§ TEXT EXTRACT
+---+
Posted by Cassondra Murray Jun 18 2013, 2:04 am
Okay time out!!!! It’s all my fault.
Yes, it is. Today was supposed to be a visit with screaming-funny author, Lexi George.
Y’all know I don’t bring guests to the Lair unless I love the books, and I DO love these books. But some stuff happened, and…ahem..well..it’s my fault she’s not here. There was a timing issue. Bottom line? I blew it. *hangs head* She will join us in August and she’ll bring her hunky Dalvahni Demon hunters along with her. So watch for that.
But in the meantime…
YES! I’m starting a series. I’m calling it Cassondra talks Bandit to Bandit.
I’ve wanted to do this for a long time–interview the other Bandits. Ask them the questions that don’t usually get asked.
I make no promises about the timing of the interviews, or who will be my guest. And chances are good I may scare some of the other Bandits away and nobody else will agree to let me interview her.
+---+
§ MATERIALS PROVIDED

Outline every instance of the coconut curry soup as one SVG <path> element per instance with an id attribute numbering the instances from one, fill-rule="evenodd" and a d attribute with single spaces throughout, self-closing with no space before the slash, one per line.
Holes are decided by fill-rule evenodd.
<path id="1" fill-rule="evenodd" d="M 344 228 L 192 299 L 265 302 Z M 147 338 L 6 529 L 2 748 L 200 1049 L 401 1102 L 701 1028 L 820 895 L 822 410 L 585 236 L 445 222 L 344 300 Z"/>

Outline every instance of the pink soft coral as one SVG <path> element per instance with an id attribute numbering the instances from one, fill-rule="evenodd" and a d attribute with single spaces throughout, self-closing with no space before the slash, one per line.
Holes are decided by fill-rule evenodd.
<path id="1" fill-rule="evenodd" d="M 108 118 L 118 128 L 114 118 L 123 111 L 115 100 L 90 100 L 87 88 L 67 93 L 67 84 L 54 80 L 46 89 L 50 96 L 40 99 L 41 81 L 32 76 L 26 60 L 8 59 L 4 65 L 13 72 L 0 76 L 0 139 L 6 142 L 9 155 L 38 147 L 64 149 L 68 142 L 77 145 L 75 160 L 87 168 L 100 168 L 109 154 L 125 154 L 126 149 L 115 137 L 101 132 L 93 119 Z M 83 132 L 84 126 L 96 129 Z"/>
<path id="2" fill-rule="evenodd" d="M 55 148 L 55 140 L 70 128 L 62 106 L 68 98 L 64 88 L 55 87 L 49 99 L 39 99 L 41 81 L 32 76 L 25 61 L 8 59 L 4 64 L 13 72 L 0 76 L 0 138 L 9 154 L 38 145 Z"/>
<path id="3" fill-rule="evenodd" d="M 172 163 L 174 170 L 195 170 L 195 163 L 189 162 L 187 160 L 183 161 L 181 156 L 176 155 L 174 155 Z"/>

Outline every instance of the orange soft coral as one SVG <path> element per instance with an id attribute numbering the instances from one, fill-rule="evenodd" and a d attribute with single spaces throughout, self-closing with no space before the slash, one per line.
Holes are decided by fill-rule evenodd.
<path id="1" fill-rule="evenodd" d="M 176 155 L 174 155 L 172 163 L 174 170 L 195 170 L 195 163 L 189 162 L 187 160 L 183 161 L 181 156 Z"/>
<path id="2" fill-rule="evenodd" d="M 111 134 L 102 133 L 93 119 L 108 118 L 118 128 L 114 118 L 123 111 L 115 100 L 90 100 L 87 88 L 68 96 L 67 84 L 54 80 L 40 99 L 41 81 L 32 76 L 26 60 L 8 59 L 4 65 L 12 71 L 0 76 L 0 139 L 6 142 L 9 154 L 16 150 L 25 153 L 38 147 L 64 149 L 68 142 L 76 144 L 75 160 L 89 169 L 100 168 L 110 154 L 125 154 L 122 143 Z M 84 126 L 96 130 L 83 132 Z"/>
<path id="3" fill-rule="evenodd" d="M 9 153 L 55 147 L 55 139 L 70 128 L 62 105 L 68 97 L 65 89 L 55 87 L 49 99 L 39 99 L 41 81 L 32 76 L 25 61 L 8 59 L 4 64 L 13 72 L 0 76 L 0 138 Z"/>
+---+
§ TASK 1
Can you rewrite the records from the first line through the line containing "L 181 156 L", inclusive, with "pink soft coral" replaced by "violet soft coral" and everything else left unchanged?
§ TASK 2
Can you carry on the blog post announcing the Bandit-to-Bandit interview series from where it stops?

§ WRITTEN ANSWER 1
Outline every instance of the coconut curry soup as one SVG <path> element per instance with an id attribute numbering the instances from one, fill-rule="evenodd" and a d attribute with single spaces throughout, self-closing with no space before the slash, one per line.
Holes are decided by fill-rule evenodd.
<path id="1" fill-rule="evenodd" d="M 344 228 L 192 299 L 265 302 Z M 147 338 L 6 529 L 2 748 L 200 1049 L 401 1102 L 701 1028 L 820 895 L 822 410 L 585 236 L 445 222 L 344 300 Z"/>

Outline every instance of the violet soft coral as one SVG <path> element per instance with an id attribute numbering the instances from one, fill-rule="evenodd" and a d attribute with single spaces throughout, self-closing with no space before the slash, one per line.
Holes are decided by fill-rule evenodd.
<path id="1" fill-rule="evenodd" d="M 108 118 L 118 128 L 114 118 L 123 111 L 115 100 L 90 100 L 87 88 L 67 93 L 67 84 L 54 80 L 46 89 L 50 96 L 40 99 L 41 81 L 32 76 L 26 60 L 8 59 L 4 65 L 13 72 L 0 76 L 0 139 L 6 142 L 9 155 L 38 147 L 64 149 L 68 142 L 77 145 L 75 160 L 87 168 L 100 168 L 109 154 L 125 154 L 126 149 L 115 137 L 101 132 L 93 119 Z M 83 132 L 84 126 L 96 129 Z"/>
<path id="2" fill-rule="evenodd" d="M 55 148 L 55 140 L 70 128 L 62 106 L 68 98 L 64 88 L 55 87 L 49 99 L 39 99 L 41 81 L 32 76 L 25 61 L 8 59 L 4 64 L 13 72 L 0 76 L 0 138 L 9 154 L 38 145 Z"/>
<path id="3" fill-rule="evenodd" d="M 172 163 L 174 170 L 195 170 L 195 163 L 189 162 L 187 160 L 183 161 L 181 156 L 176 155 L 174 155 Z"/>

§ WRITTEN ANSWER 2
Enter at your own risk. Muahahahaha!
Sven is bringing around drinks for everyone, and the house lights have been dimmed.
So for my first interview in the Bandit to Bandit series, please give a rowdy lair welcome to our own Nancy Northcott!
Cassondra: Nancy, most of us know you have a thing for super-heroes, comic books, science fiction and fantasy. That came from when you were little, I’m guessing.
What was the first book you remember being read to you?
Nancy: It was a picture book version of Silver Chief, a story about a wolf and a Mountie. It had no super-powers, no paranormal elements, not even a mystery.
Cassondra: This is not the Nancy we know. *raises eyebrow* How did you get from Silver Chief to Super-heroes.
Nancy: I discovered super-heroes when I saw the window of the M&M Soda Shop in my hometown of Davidson when I was seven. I was walking down the street with my grandfather (my mom’s father) and spotted a Superman comic (I think it actually may have been an issue of Superman’s Pal Jimmy Olsen) lying in the window. It had a Phantom Zone story on the cover, if I remember right, and I was intrigued with the bright colors and spooky ghosts. So I asked my grandfather to buy it for me.
“Honey,” he said, “are you sure your mama wants you to have that?”
“She won’t mind if you buy it for me,” I replied, with greater insight than I realized. And so it all began.
And Cassondra, you’re not that scary. So far.
Cassondra: Hmmm. I’ll have to try harder.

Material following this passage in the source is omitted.